#### [EXERCISE GOAL]
Reproduce all of the records below verbatim, leaving the pictures out of your answer.

::: RECORDED INFORMATION :::

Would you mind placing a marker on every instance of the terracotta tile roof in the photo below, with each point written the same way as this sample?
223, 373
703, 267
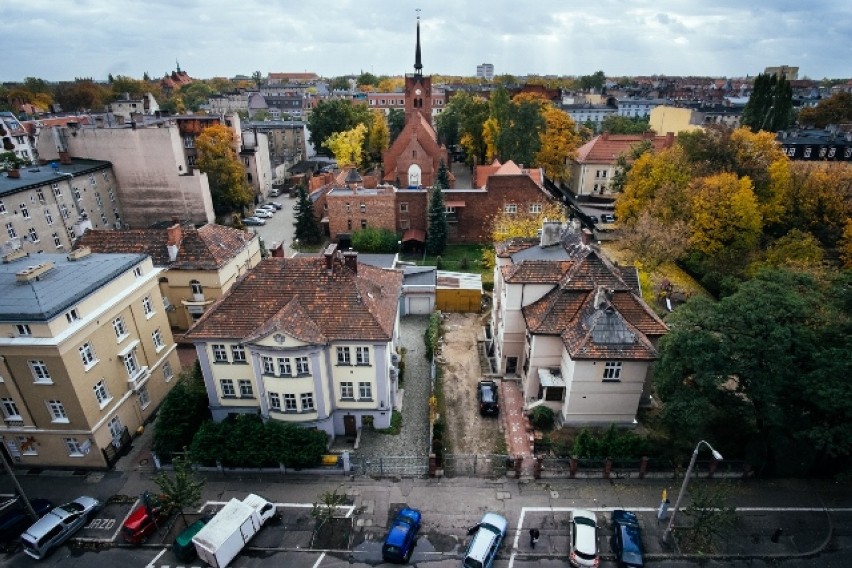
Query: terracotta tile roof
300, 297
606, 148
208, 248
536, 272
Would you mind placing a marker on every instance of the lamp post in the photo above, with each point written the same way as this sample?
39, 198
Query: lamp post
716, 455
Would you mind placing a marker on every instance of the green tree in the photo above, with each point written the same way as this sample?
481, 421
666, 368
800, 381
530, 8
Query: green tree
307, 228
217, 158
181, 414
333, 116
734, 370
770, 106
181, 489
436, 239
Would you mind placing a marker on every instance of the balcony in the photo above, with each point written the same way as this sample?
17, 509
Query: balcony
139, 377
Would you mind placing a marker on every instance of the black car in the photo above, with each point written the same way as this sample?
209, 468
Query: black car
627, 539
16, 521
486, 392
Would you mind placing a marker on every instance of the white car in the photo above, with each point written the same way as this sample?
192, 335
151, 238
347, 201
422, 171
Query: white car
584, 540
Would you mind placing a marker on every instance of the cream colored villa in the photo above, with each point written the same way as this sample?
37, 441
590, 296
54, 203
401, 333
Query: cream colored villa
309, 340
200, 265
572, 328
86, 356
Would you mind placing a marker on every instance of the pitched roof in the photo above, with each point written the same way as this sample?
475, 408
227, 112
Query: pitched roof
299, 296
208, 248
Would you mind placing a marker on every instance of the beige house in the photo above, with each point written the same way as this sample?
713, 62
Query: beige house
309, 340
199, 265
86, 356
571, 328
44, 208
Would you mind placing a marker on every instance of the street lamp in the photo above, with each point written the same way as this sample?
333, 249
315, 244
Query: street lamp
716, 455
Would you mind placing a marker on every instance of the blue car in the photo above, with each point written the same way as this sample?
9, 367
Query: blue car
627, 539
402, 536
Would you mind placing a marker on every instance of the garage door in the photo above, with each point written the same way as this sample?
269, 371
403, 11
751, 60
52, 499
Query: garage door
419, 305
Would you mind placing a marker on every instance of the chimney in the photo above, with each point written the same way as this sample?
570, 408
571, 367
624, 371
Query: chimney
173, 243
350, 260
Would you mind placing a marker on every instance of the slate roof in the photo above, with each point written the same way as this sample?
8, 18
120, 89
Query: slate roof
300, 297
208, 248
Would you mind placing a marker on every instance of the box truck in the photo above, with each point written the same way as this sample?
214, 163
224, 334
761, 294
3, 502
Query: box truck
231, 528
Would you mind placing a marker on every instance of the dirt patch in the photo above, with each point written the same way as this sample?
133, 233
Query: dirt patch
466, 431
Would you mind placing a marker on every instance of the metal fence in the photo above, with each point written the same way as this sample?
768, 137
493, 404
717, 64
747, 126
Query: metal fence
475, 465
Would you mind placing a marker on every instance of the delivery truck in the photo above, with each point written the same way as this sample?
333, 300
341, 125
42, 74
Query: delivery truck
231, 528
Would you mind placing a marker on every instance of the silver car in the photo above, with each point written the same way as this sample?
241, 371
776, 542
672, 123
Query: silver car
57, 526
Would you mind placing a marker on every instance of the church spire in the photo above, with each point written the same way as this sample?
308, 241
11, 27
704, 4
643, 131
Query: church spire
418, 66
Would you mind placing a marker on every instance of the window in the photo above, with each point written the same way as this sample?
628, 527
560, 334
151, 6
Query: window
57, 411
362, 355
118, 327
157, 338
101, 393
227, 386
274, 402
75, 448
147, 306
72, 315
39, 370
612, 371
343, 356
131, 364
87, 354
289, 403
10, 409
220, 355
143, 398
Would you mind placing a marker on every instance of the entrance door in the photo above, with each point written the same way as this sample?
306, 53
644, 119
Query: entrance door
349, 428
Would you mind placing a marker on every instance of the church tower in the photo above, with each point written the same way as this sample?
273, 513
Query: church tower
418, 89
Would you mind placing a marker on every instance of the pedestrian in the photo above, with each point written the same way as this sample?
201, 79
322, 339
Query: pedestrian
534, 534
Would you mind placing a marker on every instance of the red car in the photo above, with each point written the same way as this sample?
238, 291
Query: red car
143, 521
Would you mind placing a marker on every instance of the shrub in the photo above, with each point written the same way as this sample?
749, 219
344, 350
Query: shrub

:::

#### [SOLUTION]
Would you mind placing a marker on every instance of the terracotta tile roof in the photo below, with each point written the same way as this sample?
223, 373
703, 267
Query: terracotta tile roof
300, 297
606, 148
208, 248
536, 272
Would you mind placing a marker on every instance of the lamp post in the photo above, with each point written the same way as this sample?
39, 198
Query: lamp post
716, 455
Would you mind placing a marker on every instance of the green tree in the photo above, with each point written the same way as this sample?
481, 421
666, 368
800, 381
530, 8
Query: green tree
307, 228
217, 158
181, 414
333, 116
734, 370
770, 106
181, 489
436, 239
Would you mind placing a marker on every instance of the balcony in the photo above, with each point written the same way as this sample?
17, 509
Query: balcony
139, 377
Would you mind placing a marker on every instance of the black car in the photo above, with each point written the same way as this sample?
209, 468
Query: black car
627, 539
16, 521
486, 392
Would you mind placing a marker on every instance of the white car in the photo above, with each point written the same way as this sample?
192, 335
151, 238
347, 201
422, 171
Query: white car
584, 540
Would you mind placing a marker on every instance of the cream colored villa in the photo above, with each point written the same way as this sample?
37, 441
590, 296
54, 203
401, 333
Query: cream colored villa
309, 340
200, 265
572, 328
86, 356
Would you mind placing a marker on every instance of the pitched roof in the photo above, with each point written the same way as this sample?
475, 408
227, 112
Query: pitched roof
299, 296
208, 248
Would you mind placing a marker on every instance of the beige house in the photo above, with each point written the same way as this sample?
713, 62
Query: beige house
309, 340
199, 265
86, 356
571, 328
44, 208
Would you mind placing a marker on every instance of the street lamp in the photo above, with each point written the same way as this sample?
333, 249
315, 244
Query: street lamp
716, 455
Would you mind placing a marker on every instance of the blue car in the photo above, with each point written the same way as this sample?
9, 367
Query: blue car
627, 539
402, 536
Would you mind placing a marker on every instance of the garage door in the photo above, with each point written the same way as this sample?
269, 371
403, 11
751, 60
52, 499
Query: garage door
419, 305
Would you mind placing a marker on every instance of the chimney in the photo above, with each point written the same way as this sample?
570, 408
571, 367
624, 371
Query: chimney
173, 243
350, 260
Would you mind placing a marker on every instance of the slate roof in the photo above, with each point written the same way as this sample?
8, 18
120, 89
Query: slate roof
300, 297
208, 248
Would you mind placing a marker on every instance of the box truck in the photo above, with each point written the same way as this sample?
214, 163
224, 334
761, 294
3, 502
Query: box truck
231, 528
Would you mind placing a marker on every instance of the dirt patch in the photo above, with each point written the same way as this sample?
133, 233
Query: dirt patch
466, 431
Would you mind placing a marker on every instance of the metal fence in the photo above, with each point written the same way as this sample?
768, 137
493, 404
717, 64
747, 126
Query: metal fence
475, 465
Would you mind placing a marker on every instance of the delivery truck in the photo above, with each point written the same way as this sample?
333, 300
341, 125
42, 74
Query: delivery truck
231, 528
Would you mind placing a marker on every instance of the silver car in the photo above, with each point written the same way as this sample?
241, 371
776, 542
672, 123
Query: silver car
57, 526
Would you mind placing a marker on every instance of the church spire in the photo above, with each point written the same way as this sample?
308, 241
11, 27
704, 4
643, 131
Query: church spire
418, 66
Would you mind placing a marker on every instance of the window in the photo above, with each point written the same way as this sample?
628, 527
560, 334
151, 6
Query: window
57, 411
362, 355
118, 327
157, 338
101, 393
227, 386
274, 402
75, 448
147, 306
72, 315
39, 370
612, 371
343, 356
131, 364
87, 354
289, 403
10, 409
220, 355
143, 398
Would you mind placing a marker on every instance of the entrance door in the photo above, with each point written the same way as this sample?
306, 53
644, 119
Query: entrance door
349, 428
Would you mind placing a marker on every instance of the church tower in the photo above, with each point written the same way as this sample?
273, 513
Query: church tower
418, 89
Would you mind placing a marker on every instance of the pedestrian in the photo above, with each point written the same way as this sample?
201, 79
322, 339
Query: pedestrian
534, 534
Would you mind placing a marker on every instance of the red car in the photo above, with each point written the same way as this sample?
238, 291
Query: red car
143, 521
Would you mind placing a marker on every instance of the shrub in the photo above, with each point written the same way as this sample?
749, 219
344, 350
Query: shrub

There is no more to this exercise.